TASK INSTRUCTIONS. Resume the piece arguing that newspapers are not dying, starting right after its last sentence.
═════ EXTRACT
To quote the poor wretch being dragged away during the Black Plague in Monty Python’s “Holy Grail”: “I’m not dead!”

As long as I’ve been in the business, there have been predictions of the imminent demise of newspapers. If the telegraph, radio and television couldn’t strangle us, why would the Internet?

Pundits, particularly those with connections to Silicon Valley, are full of dire predictions for newspapers. Michael S. Malone, a high-tech reporter who grew up in the bosom of Internet technology, predicted on The Editors Weblog in 2004 that 90 percent of print publications will be out of business by the end of the decade. “Before it is over, the number left in America will probably be less than 10, and they might not be individual papers but rather new entities created out of the current large chains.”

This gloom-and-doom scenario makes no sense. When the Denver Art Museum lays off 14 percent of its employees, no one predicts, “There will only be five museums left in America in 10 years.” Or when Circuit City jettisons 3,400 of its highest-paid hourly workers, nobody cries, “Electronics will vanish by the end of the century!”

Are these tough times for print? You bet. Layoffs are everywhere, and the technology landscape is changing. Ad revenues for major U.S. newspaper chains have declined anywhere from 3.8 to 7.5 percent. Yet there are 1,450 dailies in this country with a paid circulation of 53 million. There is growth among suburban papers.

The trick is to work with new technologies, not against them.
══════════
═════ STORED RECORDS
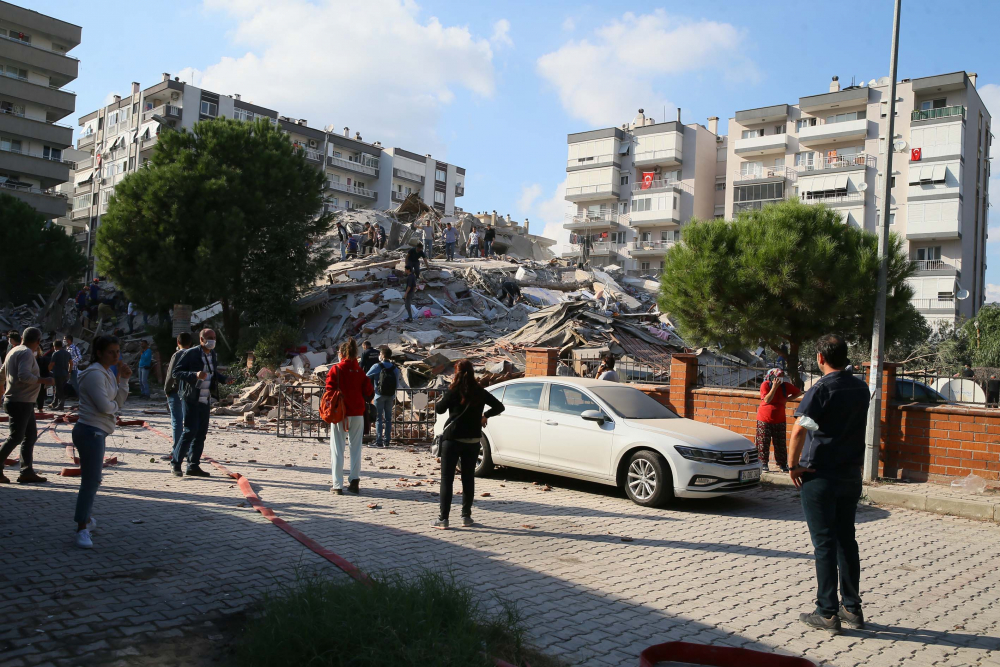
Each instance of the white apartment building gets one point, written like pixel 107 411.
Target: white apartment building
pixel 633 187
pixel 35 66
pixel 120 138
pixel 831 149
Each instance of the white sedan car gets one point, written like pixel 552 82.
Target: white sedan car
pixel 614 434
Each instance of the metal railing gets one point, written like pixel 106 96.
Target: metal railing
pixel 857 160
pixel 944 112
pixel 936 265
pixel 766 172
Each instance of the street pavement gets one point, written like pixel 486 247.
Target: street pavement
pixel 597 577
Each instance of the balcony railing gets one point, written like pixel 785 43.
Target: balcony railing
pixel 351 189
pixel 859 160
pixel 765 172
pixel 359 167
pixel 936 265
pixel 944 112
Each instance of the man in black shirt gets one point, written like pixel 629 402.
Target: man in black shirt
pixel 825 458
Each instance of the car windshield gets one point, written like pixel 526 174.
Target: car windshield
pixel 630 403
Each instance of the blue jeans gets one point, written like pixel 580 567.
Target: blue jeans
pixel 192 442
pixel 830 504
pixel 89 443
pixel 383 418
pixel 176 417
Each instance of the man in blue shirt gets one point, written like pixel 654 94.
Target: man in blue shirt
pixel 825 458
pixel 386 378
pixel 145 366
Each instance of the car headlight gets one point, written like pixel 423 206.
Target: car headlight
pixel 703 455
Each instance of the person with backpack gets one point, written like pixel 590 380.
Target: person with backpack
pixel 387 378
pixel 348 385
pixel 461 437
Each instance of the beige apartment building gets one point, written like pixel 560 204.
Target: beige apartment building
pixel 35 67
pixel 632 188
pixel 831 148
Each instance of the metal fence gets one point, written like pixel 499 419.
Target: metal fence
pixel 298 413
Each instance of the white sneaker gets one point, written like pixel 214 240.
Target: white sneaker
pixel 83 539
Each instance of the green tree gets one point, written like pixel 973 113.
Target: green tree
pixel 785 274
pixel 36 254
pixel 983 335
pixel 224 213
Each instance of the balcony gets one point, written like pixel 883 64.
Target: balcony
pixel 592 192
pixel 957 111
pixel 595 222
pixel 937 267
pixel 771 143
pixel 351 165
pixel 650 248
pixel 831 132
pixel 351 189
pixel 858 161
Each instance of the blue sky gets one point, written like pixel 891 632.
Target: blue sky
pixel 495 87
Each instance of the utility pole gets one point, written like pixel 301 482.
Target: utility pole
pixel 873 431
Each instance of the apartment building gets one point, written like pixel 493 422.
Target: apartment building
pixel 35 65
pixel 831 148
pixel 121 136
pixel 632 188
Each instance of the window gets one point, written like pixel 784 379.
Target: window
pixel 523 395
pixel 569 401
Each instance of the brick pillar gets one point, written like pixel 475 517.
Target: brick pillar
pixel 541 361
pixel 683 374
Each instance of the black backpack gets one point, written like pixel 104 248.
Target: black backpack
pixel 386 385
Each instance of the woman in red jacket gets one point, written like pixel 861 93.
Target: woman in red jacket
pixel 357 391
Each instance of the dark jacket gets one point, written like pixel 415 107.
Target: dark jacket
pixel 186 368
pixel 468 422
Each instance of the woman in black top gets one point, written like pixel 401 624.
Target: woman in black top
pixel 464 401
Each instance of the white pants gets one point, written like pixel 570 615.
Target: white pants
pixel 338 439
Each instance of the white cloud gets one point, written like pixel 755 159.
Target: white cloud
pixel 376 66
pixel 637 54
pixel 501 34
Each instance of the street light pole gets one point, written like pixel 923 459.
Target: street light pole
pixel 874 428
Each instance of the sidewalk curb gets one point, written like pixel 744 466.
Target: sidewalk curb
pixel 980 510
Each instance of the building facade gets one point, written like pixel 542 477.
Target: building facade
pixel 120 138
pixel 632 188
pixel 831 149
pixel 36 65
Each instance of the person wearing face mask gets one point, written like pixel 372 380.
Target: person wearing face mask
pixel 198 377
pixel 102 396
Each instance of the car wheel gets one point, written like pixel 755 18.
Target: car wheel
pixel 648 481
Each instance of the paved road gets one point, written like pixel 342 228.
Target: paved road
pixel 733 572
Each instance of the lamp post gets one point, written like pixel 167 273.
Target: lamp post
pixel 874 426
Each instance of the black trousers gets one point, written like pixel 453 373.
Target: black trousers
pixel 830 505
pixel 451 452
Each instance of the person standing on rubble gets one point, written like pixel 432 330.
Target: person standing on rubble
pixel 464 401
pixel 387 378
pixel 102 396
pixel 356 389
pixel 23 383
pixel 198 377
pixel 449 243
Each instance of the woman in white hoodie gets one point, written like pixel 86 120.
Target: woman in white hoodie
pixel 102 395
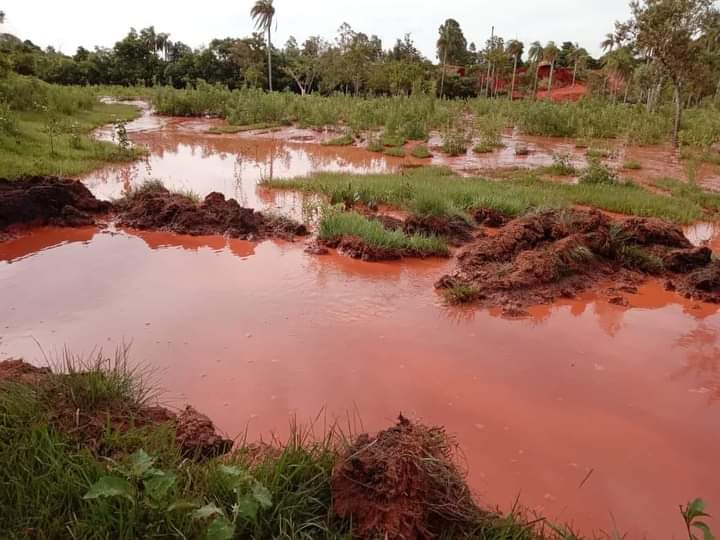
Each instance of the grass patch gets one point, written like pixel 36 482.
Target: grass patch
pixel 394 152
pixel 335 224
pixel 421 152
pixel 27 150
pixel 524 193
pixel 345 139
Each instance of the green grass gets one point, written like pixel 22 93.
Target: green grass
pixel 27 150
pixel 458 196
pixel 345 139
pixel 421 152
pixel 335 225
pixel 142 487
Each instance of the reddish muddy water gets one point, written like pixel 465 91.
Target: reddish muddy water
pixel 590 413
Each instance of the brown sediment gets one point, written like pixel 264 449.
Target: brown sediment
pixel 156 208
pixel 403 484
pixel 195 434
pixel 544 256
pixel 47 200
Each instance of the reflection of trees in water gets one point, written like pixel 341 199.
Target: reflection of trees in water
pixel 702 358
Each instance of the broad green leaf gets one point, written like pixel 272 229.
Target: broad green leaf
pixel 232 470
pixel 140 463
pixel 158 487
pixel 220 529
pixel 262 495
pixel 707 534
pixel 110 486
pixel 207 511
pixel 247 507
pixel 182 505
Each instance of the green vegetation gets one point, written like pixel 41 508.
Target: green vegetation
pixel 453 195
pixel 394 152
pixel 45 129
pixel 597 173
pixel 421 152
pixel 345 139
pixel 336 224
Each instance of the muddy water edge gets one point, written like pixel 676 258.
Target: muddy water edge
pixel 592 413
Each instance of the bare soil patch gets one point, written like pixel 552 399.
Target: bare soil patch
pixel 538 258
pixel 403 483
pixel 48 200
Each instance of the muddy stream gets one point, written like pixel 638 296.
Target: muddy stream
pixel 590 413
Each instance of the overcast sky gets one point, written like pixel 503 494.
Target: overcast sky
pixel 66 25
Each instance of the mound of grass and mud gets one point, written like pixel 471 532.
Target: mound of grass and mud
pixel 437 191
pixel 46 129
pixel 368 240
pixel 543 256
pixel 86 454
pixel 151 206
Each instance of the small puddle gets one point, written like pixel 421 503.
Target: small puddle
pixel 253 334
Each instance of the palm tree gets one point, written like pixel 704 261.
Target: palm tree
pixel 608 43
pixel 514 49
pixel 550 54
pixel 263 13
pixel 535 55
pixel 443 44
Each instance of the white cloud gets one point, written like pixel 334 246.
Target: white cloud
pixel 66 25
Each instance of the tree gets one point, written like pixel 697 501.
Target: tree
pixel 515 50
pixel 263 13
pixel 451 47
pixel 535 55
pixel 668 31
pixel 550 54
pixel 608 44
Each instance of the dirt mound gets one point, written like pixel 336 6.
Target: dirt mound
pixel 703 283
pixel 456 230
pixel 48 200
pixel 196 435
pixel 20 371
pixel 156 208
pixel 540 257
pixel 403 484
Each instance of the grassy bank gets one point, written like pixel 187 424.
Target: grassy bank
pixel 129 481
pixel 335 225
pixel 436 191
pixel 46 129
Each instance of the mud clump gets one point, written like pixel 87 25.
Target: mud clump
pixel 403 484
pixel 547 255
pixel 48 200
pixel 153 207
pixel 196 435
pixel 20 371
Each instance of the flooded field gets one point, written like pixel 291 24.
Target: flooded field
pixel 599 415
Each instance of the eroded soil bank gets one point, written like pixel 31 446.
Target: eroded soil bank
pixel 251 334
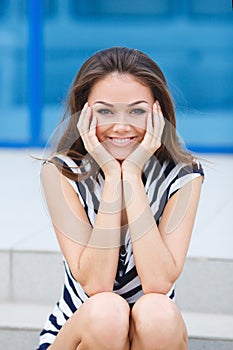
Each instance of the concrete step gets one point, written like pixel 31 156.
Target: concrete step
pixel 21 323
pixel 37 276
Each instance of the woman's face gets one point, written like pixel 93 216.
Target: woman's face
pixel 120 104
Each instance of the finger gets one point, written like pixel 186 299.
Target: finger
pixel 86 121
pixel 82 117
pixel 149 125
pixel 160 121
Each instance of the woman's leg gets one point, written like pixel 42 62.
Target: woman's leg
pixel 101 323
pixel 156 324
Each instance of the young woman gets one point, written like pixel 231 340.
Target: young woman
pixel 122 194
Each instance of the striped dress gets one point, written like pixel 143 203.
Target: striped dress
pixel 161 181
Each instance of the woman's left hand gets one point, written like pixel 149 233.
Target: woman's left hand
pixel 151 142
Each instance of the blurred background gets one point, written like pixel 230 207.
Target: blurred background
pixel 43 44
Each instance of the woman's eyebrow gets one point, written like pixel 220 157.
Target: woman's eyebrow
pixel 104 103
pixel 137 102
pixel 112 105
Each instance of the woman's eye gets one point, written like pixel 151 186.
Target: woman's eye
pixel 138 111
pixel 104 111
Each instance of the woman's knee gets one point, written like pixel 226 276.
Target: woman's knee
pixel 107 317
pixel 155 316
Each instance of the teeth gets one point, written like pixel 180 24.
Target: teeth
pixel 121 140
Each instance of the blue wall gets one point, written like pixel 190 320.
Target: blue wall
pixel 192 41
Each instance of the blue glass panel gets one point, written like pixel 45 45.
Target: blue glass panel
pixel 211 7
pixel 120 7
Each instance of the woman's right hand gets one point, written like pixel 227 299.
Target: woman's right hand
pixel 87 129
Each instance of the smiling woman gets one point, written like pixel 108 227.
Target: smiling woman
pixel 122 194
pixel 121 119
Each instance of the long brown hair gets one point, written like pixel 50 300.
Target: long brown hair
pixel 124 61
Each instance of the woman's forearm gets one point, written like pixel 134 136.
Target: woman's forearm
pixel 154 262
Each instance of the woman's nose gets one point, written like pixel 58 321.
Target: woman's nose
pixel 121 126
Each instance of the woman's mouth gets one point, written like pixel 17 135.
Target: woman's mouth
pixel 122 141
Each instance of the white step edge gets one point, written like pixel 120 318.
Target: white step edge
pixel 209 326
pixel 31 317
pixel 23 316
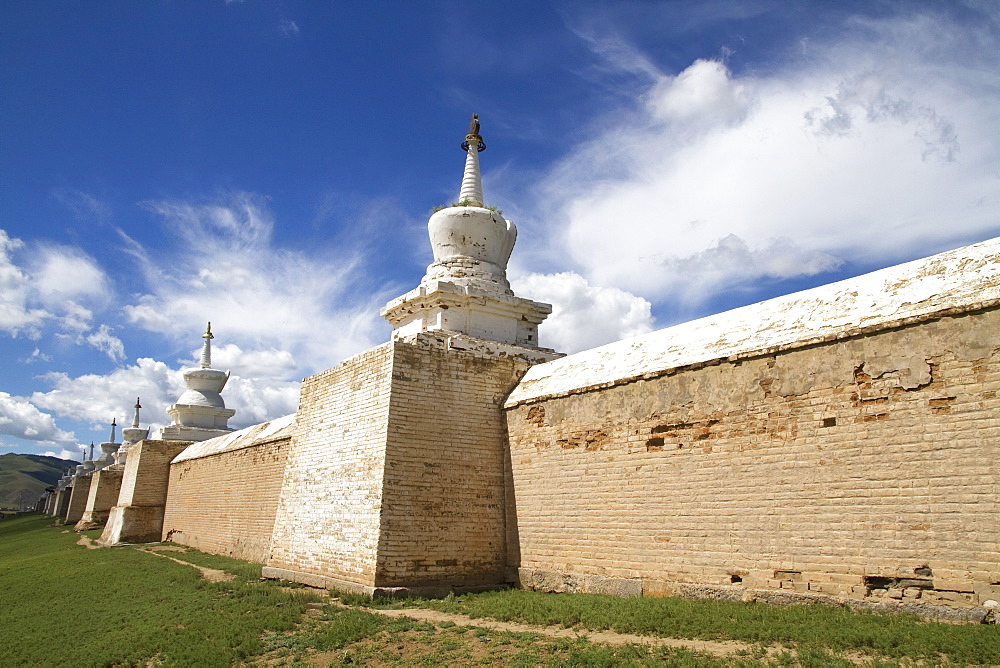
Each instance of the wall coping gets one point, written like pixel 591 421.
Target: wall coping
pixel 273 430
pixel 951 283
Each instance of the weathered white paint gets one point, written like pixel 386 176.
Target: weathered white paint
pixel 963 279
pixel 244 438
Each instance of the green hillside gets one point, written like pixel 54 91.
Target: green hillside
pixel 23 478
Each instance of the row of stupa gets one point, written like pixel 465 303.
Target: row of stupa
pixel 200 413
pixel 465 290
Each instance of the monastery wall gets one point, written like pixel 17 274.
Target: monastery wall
══════════
TASK ANSWER.
Instead of whimpering about the loss of circulation and the immediacy of information on the Internet, newspapers should do what they do best – provide accurate and complete information.

Some more unsolicited advice:

  • Emphasize local coverage. To quote one of this newspaper’s founders: “A dogfight on Sixteenth Street is a better story than a war in Timbuktu.” The more local news the better.
  • Emphasize professionalism, ethics and quality. A blogger venting in his basement (probably about something he read in a newspaper) is not a “journalist.”
  • Stop acting like a singing dog, trying to blindly mimic other technologies – blogs, videos, slide shows, entertainment posing as news – hoping one will be the magic lifeline.
  • Stop trimming features like special-interest columns, weather, TV and stock listings, editorial cartoons and comics. Giving readers less doesn’t attract more of them.
  • Stop chasing “youth” readers with allegedly hip features written by people well beyond their youth. Under-20s don’t read the paper, never will.
  • Hire, don’t fire, reporters. More and better coverage doesn’t come from fewer newsgatherers.

    Dave Zeeck, editor of the Tacoma (Wash.) News-Tribune, put it bluntly to a gathering of his fellows at a recent meeting of the American Society of Newspaper Editors: “For a generation or more, we’ve let others define us. We are uncomfortable about advocating for ourselves. We’re still the source of most news in this country, and it is an advantage we will have for a long time.”